▶ **Data supplied**

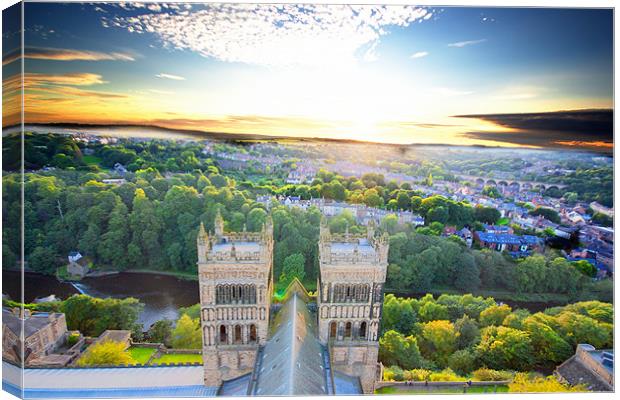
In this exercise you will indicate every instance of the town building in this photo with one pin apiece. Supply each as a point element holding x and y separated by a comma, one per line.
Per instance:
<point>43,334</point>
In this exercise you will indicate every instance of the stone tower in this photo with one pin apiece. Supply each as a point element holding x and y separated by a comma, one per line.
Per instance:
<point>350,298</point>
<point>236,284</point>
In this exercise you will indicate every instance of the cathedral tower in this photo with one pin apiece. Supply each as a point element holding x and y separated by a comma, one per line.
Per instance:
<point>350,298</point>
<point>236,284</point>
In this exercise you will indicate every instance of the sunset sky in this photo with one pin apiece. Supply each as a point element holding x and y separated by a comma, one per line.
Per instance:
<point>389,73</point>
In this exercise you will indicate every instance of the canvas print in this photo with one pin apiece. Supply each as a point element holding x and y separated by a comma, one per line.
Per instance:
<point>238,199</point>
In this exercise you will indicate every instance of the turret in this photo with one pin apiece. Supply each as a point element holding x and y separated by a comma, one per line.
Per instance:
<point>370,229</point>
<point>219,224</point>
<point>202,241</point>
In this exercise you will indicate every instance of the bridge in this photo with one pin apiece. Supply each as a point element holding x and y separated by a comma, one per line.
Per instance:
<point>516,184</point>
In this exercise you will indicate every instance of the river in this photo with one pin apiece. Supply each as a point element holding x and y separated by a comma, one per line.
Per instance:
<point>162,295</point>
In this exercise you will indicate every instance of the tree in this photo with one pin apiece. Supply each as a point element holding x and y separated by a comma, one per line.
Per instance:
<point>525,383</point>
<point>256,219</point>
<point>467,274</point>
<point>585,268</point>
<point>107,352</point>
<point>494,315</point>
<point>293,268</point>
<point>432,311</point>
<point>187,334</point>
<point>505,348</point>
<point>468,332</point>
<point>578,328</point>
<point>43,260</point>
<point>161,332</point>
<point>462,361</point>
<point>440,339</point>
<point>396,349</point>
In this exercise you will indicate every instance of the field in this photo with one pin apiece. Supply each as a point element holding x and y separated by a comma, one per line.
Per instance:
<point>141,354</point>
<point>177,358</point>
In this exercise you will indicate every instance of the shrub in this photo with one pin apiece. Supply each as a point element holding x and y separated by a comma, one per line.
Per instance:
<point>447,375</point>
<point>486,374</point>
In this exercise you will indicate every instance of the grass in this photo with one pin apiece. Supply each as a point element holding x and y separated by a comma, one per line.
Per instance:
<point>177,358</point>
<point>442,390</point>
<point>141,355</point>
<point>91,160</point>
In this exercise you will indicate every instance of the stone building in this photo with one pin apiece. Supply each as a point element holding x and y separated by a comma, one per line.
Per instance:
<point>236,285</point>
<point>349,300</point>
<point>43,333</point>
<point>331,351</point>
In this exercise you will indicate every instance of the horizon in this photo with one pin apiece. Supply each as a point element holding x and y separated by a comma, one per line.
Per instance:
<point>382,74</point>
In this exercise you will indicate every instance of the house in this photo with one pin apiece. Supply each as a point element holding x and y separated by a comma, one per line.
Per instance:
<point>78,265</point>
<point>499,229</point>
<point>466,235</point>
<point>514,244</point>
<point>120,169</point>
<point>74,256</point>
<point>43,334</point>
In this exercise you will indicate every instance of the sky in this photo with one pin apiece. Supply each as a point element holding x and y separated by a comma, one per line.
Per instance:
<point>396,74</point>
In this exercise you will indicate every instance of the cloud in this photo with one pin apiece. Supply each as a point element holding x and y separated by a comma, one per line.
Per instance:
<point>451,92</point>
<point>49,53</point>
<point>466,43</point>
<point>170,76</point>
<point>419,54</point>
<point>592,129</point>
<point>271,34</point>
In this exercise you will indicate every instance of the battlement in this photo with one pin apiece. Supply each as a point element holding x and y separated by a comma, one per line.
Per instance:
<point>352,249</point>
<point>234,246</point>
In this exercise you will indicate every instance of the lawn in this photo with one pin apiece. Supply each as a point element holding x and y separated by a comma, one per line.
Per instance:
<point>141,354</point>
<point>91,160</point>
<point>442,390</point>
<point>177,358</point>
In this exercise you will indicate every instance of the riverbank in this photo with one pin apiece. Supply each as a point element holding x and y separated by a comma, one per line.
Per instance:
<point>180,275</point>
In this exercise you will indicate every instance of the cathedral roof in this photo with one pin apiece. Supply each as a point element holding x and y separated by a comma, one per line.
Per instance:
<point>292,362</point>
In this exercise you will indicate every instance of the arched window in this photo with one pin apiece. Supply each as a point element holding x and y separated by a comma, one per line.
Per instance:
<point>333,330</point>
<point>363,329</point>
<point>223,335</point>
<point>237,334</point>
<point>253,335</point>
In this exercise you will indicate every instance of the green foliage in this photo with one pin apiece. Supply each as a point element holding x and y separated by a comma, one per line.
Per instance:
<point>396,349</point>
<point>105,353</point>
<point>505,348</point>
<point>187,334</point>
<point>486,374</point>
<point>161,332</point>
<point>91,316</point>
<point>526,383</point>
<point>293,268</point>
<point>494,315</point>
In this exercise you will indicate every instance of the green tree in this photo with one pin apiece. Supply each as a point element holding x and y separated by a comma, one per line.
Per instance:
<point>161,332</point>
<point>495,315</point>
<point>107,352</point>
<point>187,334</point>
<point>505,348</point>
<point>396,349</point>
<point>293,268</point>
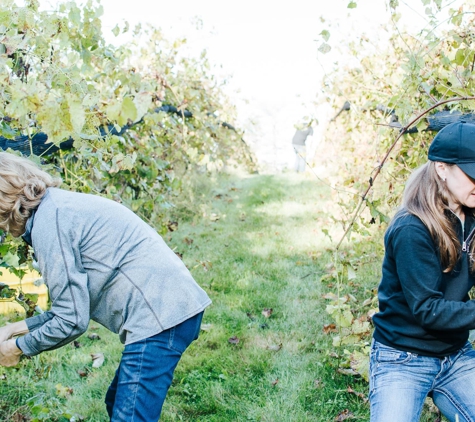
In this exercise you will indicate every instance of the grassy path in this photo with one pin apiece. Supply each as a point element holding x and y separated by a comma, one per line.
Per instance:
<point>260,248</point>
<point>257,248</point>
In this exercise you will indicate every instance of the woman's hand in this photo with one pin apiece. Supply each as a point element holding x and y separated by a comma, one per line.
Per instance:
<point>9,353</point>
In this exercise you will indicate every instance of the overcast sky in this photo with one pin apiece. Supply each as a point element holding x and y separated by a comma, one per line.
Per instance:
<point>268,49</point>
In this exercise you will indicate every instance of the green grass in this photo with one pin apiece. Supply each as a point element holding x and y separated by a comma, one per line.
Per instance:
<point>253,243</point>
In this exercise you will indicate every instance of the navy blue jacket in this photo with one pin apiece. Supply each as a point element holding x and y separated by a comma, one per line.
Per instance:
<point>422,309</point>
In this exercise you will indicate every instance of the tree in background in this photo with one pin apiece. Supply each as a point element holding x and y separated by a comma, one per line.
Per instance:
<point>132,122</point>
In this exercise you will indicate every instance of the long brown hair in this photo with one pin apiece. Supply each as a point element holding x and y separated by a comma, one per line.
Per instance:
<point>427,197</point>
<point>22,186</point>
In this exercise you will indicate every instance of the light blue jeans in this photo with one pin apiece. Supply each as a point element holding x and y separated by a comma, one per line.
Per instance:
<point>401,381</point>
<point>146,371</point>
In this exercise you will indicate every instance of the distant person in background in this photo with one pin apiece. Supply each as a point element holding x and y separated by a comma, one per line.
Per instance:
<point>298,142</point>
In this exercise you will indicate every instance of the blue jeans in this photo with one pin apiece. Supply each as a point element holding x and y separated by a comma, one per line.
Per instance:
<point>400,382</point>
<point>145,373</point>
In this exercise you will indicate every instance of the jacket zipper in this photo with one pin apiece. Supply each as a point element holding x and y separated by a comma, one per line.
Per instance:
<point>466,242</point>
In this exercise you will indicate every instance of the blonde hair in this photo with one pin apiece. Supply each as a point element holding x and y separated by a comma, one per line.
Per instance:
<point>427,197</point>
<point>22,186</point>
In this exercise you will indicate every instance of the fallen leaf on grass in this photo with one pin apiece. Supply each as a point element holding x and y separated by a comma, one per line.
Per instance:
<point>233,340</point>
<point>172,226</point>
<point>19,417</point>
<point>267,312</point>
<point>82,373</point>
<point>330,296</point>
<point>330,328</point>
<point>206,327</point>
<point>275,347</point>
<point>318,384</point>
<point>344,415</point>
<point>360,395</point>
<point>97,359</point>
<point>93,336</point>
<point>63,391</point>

▶ **What the task asks**
The answer is the complete set of records, copied exactly, with pictures omitted.

▶ **Worked solution**
In this exercise you will indicate every instance of the town building in this photo with one pin apiece. Supply each as a point element holding x and y separated by a comma, one per line.
Per instance:
<point>43,334</point>
In this exercise you will indicate every instance of the stone tower in this photo with one pin apiece. Supply each as a point element holding x and y separated by a comma, one per line.
Per instance:
<point>350,298</point>
<point>236,284</point>
In this exercise you will indicate every instance of the cathedral tower in this photo with one pin apiece. Supply each as a point element holding x and y separated by a comma, one per line.
Per instance:
<point>350,298</point>
<point>236,284</point>
In this exercise you will indicate every instance of the sunset sky in this photo with one pin apiece. Supply each as a point element holding x and y separated by a comma, one per line.
Per instance:
<point>389,73</point>
In this exercise you will indicate every instance of the canvas print in this photo with one pin apiece. Supply each as a point element holding x and y separated by a comma, one per line.
Per instance:
<point>238,199</point>
In this exercise you will indicate every instance of the turret in this photo with one pin apiece. Supply each as a point element holding x and y separated by a comma, one per line.
Per instance:
<point>370,229</point>
<point>219,224</point>
<point>202,241</point>
In this exercise you will indicate every instance of the bridge in this photo with one pin apiece. Supply each as a point element holding x and y separated by a comma, one per line.
Per instance:
<point>516,184</point>
In this exercise you will indicate every instance of the river in this photo with one pin apiece. Supply each as a point element holding x and y separated by a comma, one per line.
Per instance:
<point>162,295</point>
In this exercise you will indicate every instance of the tree in this photo with one pin apiece. Supply each as a point element holding x and y separated by a comma, one per line.
Per instance:
<point>525,383</point>
<point>256,219</point>
<point>467,274</point>
<point>585,268</point>
<point>107,352</point>
<point>494,315</point>
<point>293,268</point>
<point>432,311</point>
<point>187,334</point>
<point>505,348</point>
<point>468,332</point>
<point>578,328</point>
<point>43,260</point>
<point>161,332</point>
<point>462,361</point>
<point>440,339</point>
<point>396,349</point>
In this exercise you will indicate every instance of the field in this photo with one pin apiece. Supply each as a point element holding x and y separated by a comma, one per line.
Per instance:
<point>141,354</point>
<point>177,358</point>
In this exercise you will indicate every instance of the shrub in this photo with one pin apiece. Supply each as a point element holding x and y separated by a comma, one per line.
Per instance:
<point>447,375</point>
<point>486,374</point>
In this exercise you will indicate every instance of the grass in this photo with one pin apiece. Supply each as a point element holding x and y separated by a comma, one per line.
Per instance:
<point>177,358</point>
<point>442,390</point>
<point>141,355</point>
<point>91,160</point>
In this exercise you will indicate every instance of the stone building in this photo with one pin apiece. Supply each as a point element holding x and y separated by a comma, one per line.
Per instance:
<point>236,285</point>
<point>349,300</point>
<point>43,333</point>
<point>331,351</point>
In this exercise you will indicate every instance of the horizon in this photo with one pin apiece. Supply each as a point element holding x and y separated by a comma, one per line.
Per instance:
<point>382,74</point>
In this exercise you will indicate every instance of the house in this photo with one pin apiece. Supply each as a point element holding x and y separated by a comma, one per line.
Per instance:
<point>78,265</point>
<point>499,229</point>
<point>466,235</point>
<point>514,244</point>
<point>120,169</point>
<point>74,256</point>
<point>43,334</point>
In this exercise you will indicate every instance of the sky in this photo with one pin apiece. Supply each as a point element holding x and y separated by a comma, one per line.
Per instance:
<point>396,74</point>
In this exercise you will indicate every instance of the cloud in this photo with one pin apiece. Supply each as a point element holding x and y separated by a comma, one per line.
Per instance:
<point>451,92</point>
<point>49,53</point>
<point>466,43</point>
<point>170,76</point>
<point>419,54</point>
<point>592,129</point>
<point>271,34</point>
In this exercise you will indicate every instance of the battlement in this photo with one pin apiece. Supply each as a point element holding x and y separated by a comma, one per line.
Per instance:
<point>352,249</point>
<point>234,246</point>
In this exercise you will indicate every instance of the lawn in this photo with one pin apiece. Supply each as a point element holding x and y separated by a comma, one per line.
Per instance:
<point>141,354</point>
<point>91,160</point>
<point>442,390</point>
<point>177,358</point>
In this exercise you will indicate every instance of the riverbank in this photo with one pin apiece. Supply each as a point element holding x and y separated by a comma, one per line.
Per instance:
<point>180,275</point>
In this exercise you will indicate every instance of the cathedral roof in this photo with one pin apiece. Supply each as a point element holding x and y separated by a comma, one per line.
Per instance:
<point>292,362</point>
In this exercise you will indicate every instance of the arched window in this photo with one pin apiece. Supply each as a point element holding x and y separated by a comma, one per line.
Per instance:
<point>333,330</point>
<point>363,329</point>
<point>223,335</point>
<point>237,334</point>
<point>253,335</point>
In this exercise you will indicate every instance of the green foliage in this photo with one pin apiece. Supply each as a point element holding x and y separated by a comma, one per line.
Per instance:
<point>396,349</point>
<point>105,353</point>
<point>505,348</point>
<point>187,334</point>
<point>486,374</point>
<point>161,332</point>
<point>91,316</point>
<point>526,383</point>
<point>293,268</point>
<point>494,315</point>
In this exercise you will indicate every instance of the green tree in this photo with one pin apiece. Supply each as a point element holding x and y separated by a comma, one per line.
Per instance:
<point>161,332</point>
<point>495,315</point>
<point>107,352</point>
<point>187,334</point>
<point>505,348</point>
<point>396,349</point>
<point>293,268</point>
In this exercise you will indicate every instance of the grassy path in this photo with one pin apiece. Supply each as a point element holding x and y separated by a comma, one per line.
Per instance:
<point>260,248</point>
<point>257,248</point>
In this exercise you will indicate every instance of the woman's hand in this photo with one pin apiece. Supply each as a point element holding x and y separated by a comma, one per line.
Per instance:
<point>9,353</point>
In this exercise you will indicate every instance of the overcast sky in this photo with one pin apiece. Supply each as a point element holding x and y separated by a comma, one per line.
Per instance:
<point>268,49</point>
In this exercise you will indicate every instance of the green grass in this photo with one pin apiece. Supply each as a point element holding x and y separated by a comma, one per line.
Per instance:
<point>253,243</point>
In this exercise you will indicate every instance of the navy blue jacket in this photo with one pin apiece. Supply each as a point element holding x and y separated by a comma, one per line.
Per instance:
<point>422,309</point>
In this exercise you will indicate every instance of the tree in background in this photo with one pin apiece. Supply each as a point element holding x and y separated by a comma, one per line.
Per instance:
<point>132,122</point>
In this exercise you will indicate every instance of the long brown hair in this photo with one pin apiece. Supply each as a point element holding x and y separated by a comma, one per line.
Per instance:
<point>427,197</point>
<point>22,186</point>
In this exercise you will indicate every instance of the light blue jeans in this photo with one pin apiece. Supply each as a point element holding x and y separated by a comma, one per line.
Per instance:
<point>401,381</point>
<point>146,371</point>
In this exercise you will indicate every instance of the distant person in background in this photo with one pin apiece. Supply each as a point element holding x and y separated by a comma, one per line.
Per instance:
<point>298,142</point>
In this exercise you will indicate every instance of the blue jeans in this photo with one pin apiece. Supply each as a point element holding x and y separated by a comma, one per line.
Per instance:
<point>400,382</point>
<point>145,373</point>
In this exercise you will indicate every instance of the jacket zipper in this photo with one pin apiece. Supply each as a point element holding x and y separated by a comma, one per line.
Per instance:
<point>466,242</point>
In this exercise you will indicate every instance of the blonde hair in this photo with one pin apiece. Supply each as a point element holding x and y separated by a comma, one per line.
Per instance:
<point>427,197</point>
<point>22,186</point>
In this exercise you will indicate every instance of the fallen leaf on grass in this photo with one pin apiece. Supply each as a point element holding x and y separated by a comma, one per line.
Per instance:
<point>233,340</point>
<point>172,226</point>
<point>19,417</point>
<point>267,312</point>
<point>82,373</point>
<point>330,296</point>
<point>330,328</point>
<point>206,327</point>
<point>275,347</point>
<point>318,384</point>
<point>344,415</point>
<point>360,395</point>
<point>97,359</point>
<point>93,336</point>
<point>63,391</point>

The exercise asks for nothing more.